WHAT IS NEEDED:
From the first line to the last, restate the material word for word; pictures stay out.

SUPPLIED ENTRIES:
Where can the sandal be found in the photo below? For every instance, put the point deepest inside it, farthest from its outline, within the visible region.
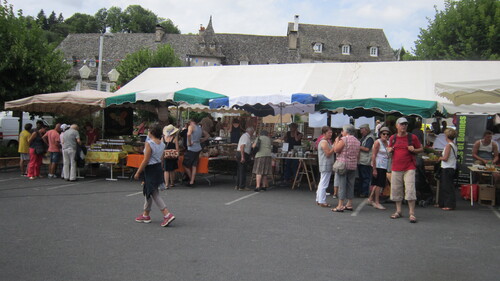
(413, 219)
(324, 205)
(396, 215)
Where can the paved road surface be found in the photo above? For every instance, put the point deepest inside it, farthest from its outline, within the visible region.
(56, 230)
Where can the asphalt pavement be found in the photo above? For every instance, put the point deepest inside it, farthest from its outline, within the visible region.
(85, 230)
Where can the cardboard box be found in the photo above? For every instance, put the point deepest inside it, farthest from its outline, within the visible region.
(486, 194)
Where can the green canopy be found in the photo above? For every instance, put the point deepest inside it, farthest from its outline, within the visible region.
(121, 99)
(195, 96)
(366, 107)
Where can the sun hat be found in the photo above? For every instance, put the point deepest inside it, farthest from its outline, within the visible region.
(365, 126)
(385, 129)
(169, 130)
(402, 120)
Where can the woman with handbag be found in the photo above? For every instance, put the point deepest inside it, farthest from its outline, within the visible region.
(37, 149)
(347, 149)
(380, 162)
(447, 200)
(263, 165)
(171, 154)
(153, 177)
(325, 162)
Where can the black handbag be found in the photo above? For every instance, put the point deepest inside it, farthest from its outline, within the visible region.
(257, 147)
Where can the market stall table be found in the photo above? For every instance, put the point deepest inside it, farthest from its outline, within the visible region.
(106, 157)
(476, 169)
(304, 168)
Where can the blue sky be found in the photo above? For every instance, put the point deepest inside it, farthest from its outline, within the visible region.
(401, 20)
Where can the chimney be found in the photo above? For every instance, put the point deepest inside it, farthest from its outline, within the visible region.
(159, 33)
(293, 34)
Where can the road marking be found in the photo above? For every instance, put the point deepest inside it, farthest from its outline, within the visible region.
(66, 185)
(495, 211)
(12, 179)
(358, 209)
(241, 198)
(137, 193)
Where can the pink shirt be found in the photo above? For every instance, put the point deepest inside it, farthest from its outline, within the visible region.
(54, 141)
(349, 154)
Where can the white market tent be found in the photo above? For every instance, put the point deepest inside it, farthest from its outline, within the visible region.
(410, 79)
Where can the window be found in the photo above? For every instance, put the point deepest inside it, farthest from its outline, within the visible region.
(318, 47)
(346, 49)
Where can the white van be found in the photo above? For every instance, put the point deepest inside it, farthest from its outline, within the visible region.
(9, 126)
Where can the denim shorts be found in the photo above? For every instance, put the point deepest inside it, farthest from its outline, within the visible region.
(55, 157)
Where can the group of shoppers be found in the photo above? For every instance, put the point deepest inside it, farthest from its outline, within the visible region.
(371, 157)
(61, 142)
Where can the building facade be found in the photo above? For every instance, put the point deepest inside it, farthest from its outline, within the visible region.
(304, 43)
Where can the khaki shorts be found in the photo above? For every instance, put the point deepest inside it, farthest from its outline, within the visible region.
(403, 183)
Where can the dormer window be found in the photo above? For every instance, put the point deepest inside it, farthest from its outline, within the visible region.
(346, 49)
(318, 47)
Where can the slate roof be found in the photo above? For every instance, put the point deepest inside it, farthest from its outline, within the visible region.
(231, 48)
(333, 37)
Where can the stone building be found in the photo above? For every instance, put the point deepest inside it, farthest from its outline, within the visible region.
(304, 43)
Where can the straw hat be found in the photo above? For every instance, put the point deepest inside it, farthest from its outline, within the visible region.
(169, 130)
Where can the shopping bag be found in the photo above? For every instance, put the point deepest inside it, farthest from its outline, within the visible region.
(465, 191)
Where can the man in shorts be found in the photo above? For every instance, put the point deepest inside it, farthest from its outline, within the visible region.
(53, 140)
(195, 136)
(24, 148)
(404, 148)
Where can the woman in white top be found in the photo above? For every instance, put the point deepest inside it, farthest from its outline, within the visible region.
(448, 165)
(380, 161)
(151, 166)
(325, 160)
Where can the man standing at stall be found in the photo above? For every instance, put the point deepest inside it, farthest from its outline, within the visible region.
(53, 140)
(364, 164)
(404, 148)
(243, 158)
(195, 136)
(71, 139)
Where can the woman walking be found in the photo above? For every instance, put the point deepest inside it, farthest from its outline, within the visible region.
(263, 165)
(347, 149)
(37, 150)
(325, 159)
(380, 161)
(153, 176)
(171, 140)
(447, 200)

FINISHED EXERCISE:
Where can the sandal be found in the photo below? For every instance, put the point deepest inside it, farthest from its outline, within the visible region.
(413, 219)
(324, 205)
(396, 215)
Where can the paved road surface be found in the photo above? For every instance, put the point deepest inside it, farthest from its outline, within the visible region.
(56, 230)
Where can the asphalt pavement be found in the photo above? For every instance, put the point deepest inside it, farthest from its outline, within the visible region.
(85, 230)
Where can the cardboard box be found in the photo above? For every instance, put the point deepest inside it, farthest from its outline, within the visible region.
(486, 194)
Where can the green canopy be found in the photo above? For every instance, put the point deepest inside it, farthest from its outline, within the visible region.
(121, 99)
(195, 96)
(366, 107)
Where can the sun hat be found in the photo above? For every instance, put the point deepest inside it, farthest from its outline, within the visible region.
(365, 126)
(385, 129)
(169, 130)
(402, 120)
Where can the woman with handbag be found in the photo above? For every instance, put the point deepest inside it, farthest from its outline, within the visible region.
(37, 149)
(347, 149)
(380, 162)
(447, 200)
(263, 165)
(171, 154)
(153, 177)
(325, 162)
Where can the black handbag be found in the photo above? For every instance, put the point deepest inside it, farthest from its outline, within the visible region.
(257, 147)
Where can the market stall table be found in the photo above? For every instance, put the point deepest inside it, farthest from its outline, within the visible region.
(106, 157)
(476, 169)
(304, 168)
Where can the blue sky be found in the photo above? For every instance, put the point deepest inside it, farthest from its outline, within the visible region.
(401, 20)
Where can the chimney be found in the photo above? For every instance, put the point deepest inside it, farthest from its outline, within the visible region.
(159, 33)
(293, 34)
Where can the road marking be found in the photo above? For every instance, put the point deepest inside it, farthest from its outline, within the visible region.
(66, 185)
(495, 211)
(12, 179)
(358, 209)
(241, 198)
(137, 193)
Where can the pink shirt be found in the photo above? For every instance, put the point deepest inside it, farthest from its outline, within the visible region.
(54, 141)
(349, 154)
Where can the white market tent be found in the photo above? For every instance, put the point deepest inside it, farthest from its outline, within the visible region.
(410, 79)
Where can the window be found in the photo above? For every instance, put the point deepest inside it, farthest from its outline, within the visible region.
(318, 47)
(346, 49)
Where can the white van be found in the photo above? For every instance, put the point deepest inside it, farthest from its outline, within the visible region.
(9, 126)
Where can the denim shorts be found in the photo above? For every instance, put the point deepest inside it, farthest from its outline, within the visible region.
(55, 157)
Where can the group of shoppers be found in the photo above? For every instance, put the point deepest inside it, farthest from its outline, within the visible region.
(371, 157)
(61, 142)
Where can the building facade be found in the photo above? For every instance, put the point deepest inside it, farthest from its outline, within the visible region.
(304, 43)
Where can the khaki shorts be found in the photo above? For every instance, put the point deepest inside it, farthest from its outline, within the visible region.
(403, 183)
Where can the dormer window be found in the photo above? For every instance, put the point deepest inside it, farthest from its outline, within the visible region.
(346, 49)
(318, 47)
Where can the slate roof be found in the photo above? For every instance, put the point deepest inside it, farthest from its outline, within the visible region.
(231, 48)
(333, 37)
Where can the stone building be found in the photo above? For every instance, put the point deepest inside it, farthest from its outline, within the visible region.
(304, 43)
Where can the straw hat be found in the photo above? For every instance, put the point deepest inside it, farthest from its outline, within the visible region.
(169, 130)
Where can the shopping bag be found in the photo above? For every instance, put the point deepest inside it, farthest from its outline, within the visible region.
(465, 191)
Where can the man in shorts be found in the photo above? For every instance, put the point deepest inside it, farthest from its outline, within the visible region.
(53, 140)
(195, 136)
(24, 148)
(404, 148)
Where can the woman in white top be found in the photo above? For every instance, put the point deepest inside it, farthest from its outline, within the visible region.
(448, 165)
(380, 161)
(151, 166)
(325, 160)
Where can the man standing at stall be found in the photo above? For every instance, put the point deepest inside it, farthest from its outline, within the visible region.
(53, 140)
(364, 164)
(404, 148)
(243, 158)
(195, 136)
(71, 139)
Where can the woman walking be found in the photo above? For every instance, put the point deepest inside it, farthest from its outline, within the visible region.
(263, 165)
(347, 149)
(37, 150)
(325, 159)
(380, 161)
(153, 176)
(171, 140)
(447, 200)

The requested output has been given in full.